[SOURCE TEXT Boundary: Start]
Scientists discover metabolic pathway that drives tumor growth in aggressive cancers
Mount Sinai researchers have discovered that a rheumatoid arthritis drug can block a metabolic pathway that occurs in tumors with a common cancer-causing gene mutation, offering a new possible therapy for aggressive cancers with few therapeutic options, according to a study to be published in Cancer Discovery.
Ramon Parsons, MD, PhD, Ward-Coleman Chair in Cancer Research and Chair of the Department of Oncological Sciences at the Icahn School of Medicine at Mount Sinai, led a team that studied how a mutation of the PTEN gene rewires a metabolic pathway in tumors, channeling increased amounts of the amino acid glutamine into the pathway, speeding up DNA production, and causing uncontrolled growth of the tumor. The team discovered that leflunomide, an oral rheumatoid arthritis drug approved by the U.S. Food and Drug Administration, blocks an enzyme in this pathway and damages the DNA created through the pathway, killing PTEN mutant cancer cells while leaving healthy cells untouched.
Parsons and his team transplanted human breast cancer cells into mice to test leflunomide's efficacy. Leflunomide drastically reduced the breast cancer tumors in the mice.
[SOURCE TEXT Boundary: End]
**TASK REQUIREMENTS**:
1 > Duplicate everything in the tumor metabolism article from "Scientists discover metabolic" down to "in Cancer Discovery.".
2 > For each statement below, say whether the tumor metabolism article agrees with it, answering yes or no and quoting the deciding words. (a) Leflunomide is approved by the U.S. Food and Drug Administration. (b) Leflunomide killed healthy cells along with the PTEN mutant cancer cells. (c) The team tested leflunomide by transplanting human lung cancer cells into mice.
3 > Resume the article on the tumor metabolic pathway after its final sentence.
[RECORD EXCERPTS Boundary: Start]
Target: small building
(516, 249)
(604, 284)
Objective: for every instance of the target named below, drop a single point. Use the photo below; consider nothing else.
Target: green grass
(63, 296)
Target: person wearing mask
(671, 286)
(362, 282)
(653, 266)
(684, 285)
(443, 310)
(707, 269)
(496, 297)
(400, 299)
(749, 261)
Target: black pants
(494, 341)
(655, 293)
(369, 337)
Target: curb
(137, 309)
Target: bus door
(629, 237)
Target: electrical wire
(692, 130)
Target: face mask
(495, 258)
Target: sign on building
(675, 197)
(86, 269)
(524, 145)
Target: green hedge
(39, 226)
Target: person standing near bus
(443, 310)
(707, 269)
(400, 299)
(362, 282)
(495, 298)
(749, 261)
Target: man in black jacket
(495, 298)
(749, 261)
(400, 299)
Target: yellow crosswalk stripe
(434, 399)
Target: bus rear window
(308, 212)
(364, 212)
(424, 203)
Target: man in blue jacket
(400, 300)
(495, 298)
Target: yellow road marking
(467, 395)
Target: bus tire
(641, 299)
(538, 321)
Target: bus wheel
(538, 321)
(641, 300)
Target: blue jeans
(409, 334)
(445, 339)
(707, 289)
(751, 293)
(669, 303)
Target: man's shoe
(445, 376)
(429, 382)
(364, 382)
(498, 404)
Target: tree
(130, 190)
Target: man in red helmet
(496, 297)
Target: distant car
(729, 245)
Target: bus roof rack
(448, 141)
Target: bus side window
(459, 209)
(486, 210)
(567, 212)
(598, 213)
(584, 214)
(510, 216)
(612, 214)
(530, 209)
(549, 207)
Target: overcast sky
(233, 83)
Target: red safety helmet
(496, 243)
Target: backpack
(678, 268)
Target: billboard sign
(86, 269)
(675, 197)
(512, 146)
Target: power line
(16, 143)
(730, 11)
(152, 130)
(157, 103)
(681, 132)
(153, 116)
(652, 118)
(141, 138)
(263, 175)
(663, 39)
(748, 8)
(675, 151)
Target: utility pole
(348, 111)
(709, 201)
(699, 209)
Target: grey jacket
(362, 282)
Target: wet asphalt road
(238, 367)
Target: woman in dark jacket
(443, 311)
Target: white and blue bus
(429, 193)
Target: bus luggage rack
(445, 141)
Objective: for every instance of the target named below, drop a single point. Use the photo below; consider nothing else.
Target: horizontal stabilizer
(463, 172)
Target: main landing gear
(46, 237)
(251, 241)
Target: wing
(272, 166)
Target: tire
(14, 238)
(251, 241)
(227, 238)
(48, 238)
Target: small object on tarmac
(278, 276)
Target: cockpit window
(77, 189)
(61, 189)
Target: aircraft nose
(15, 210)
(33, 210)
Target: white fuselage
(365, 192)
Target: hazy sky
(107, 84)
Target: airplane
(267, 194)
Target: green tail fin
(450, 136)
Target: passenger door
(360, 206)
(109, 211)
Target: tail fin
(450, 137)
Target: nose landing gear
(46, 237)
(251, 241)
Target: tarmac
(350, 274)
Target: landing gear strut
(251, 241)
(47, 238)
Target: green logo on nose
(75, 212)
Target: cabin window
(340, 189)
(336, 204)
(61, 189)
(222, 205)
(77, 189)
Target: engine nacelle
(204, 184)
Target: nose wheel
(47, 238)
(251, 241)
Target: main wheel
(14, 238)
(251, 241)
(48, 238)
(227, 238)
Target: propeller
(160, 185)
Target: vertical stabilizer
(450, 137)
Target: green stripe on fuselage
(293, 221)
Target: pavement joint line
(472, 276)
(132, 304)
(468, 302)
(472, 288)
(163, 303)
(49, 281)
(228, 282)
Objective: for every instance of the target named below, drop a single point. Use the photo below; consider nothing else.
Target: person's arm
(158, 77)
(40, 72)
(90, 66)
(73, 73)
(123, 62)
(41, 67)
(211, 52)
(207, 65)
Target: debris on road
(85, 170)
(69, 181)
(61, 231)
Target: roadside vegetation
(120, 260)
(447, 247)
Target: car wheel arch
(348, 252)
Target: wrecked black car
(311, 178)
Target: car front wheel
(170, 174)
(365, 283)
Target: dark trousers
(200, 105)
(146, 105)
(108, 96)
[RECORD EXCERPTS Boundary: End]
**RESPONSES TO THE EXERCISE**:
1 >
Scientists discover metabolic pathway that drives tumor growth in aggressive cancers
Mount Sinai researchers have discovered that a rheumatoid arthritis drug can block a metabolic pathway that occurs in tumors with a common cancer-causing gene mutation, offering a new possible therapy for aggressive cancers with few therapeutic options, according to a study to be published in Cancer Discovery.

2 >
(a) Yes: "an oral rheumatoid arthritis drug approved by the U.S. Food and Drug Administration"
(b) No: "killing PTEN mutant cancer cells while leaving healthy cells untouched"
(c) No: "transplanted human breast cancer cells into mice"

3 >
"Finding successful targeted therapies for cancer is a challenging but important goal in the face of insufficient treatment options," said Dr. Parsons, who discovered the PTEN gene. "Targeted therapies that are tumor-specific are much needed, and identifying changes based on specific tumor suppressor or oncogene alterations will facilitate this effort. Due to the high mutation rate of PTEN in cancer, the effects of PTEN could be at the heart of targeted therapy."
This discovery has implications in aggressive cancers with the PTEN mutation and few treatment options such as triple negative breast cancer, prostate cancer, endometrial cancer, and glioblastoma, a brain cancer. Dr. Parsons hopes to create a clinical trial to further test leflunomide in patients with breast and colon cancer.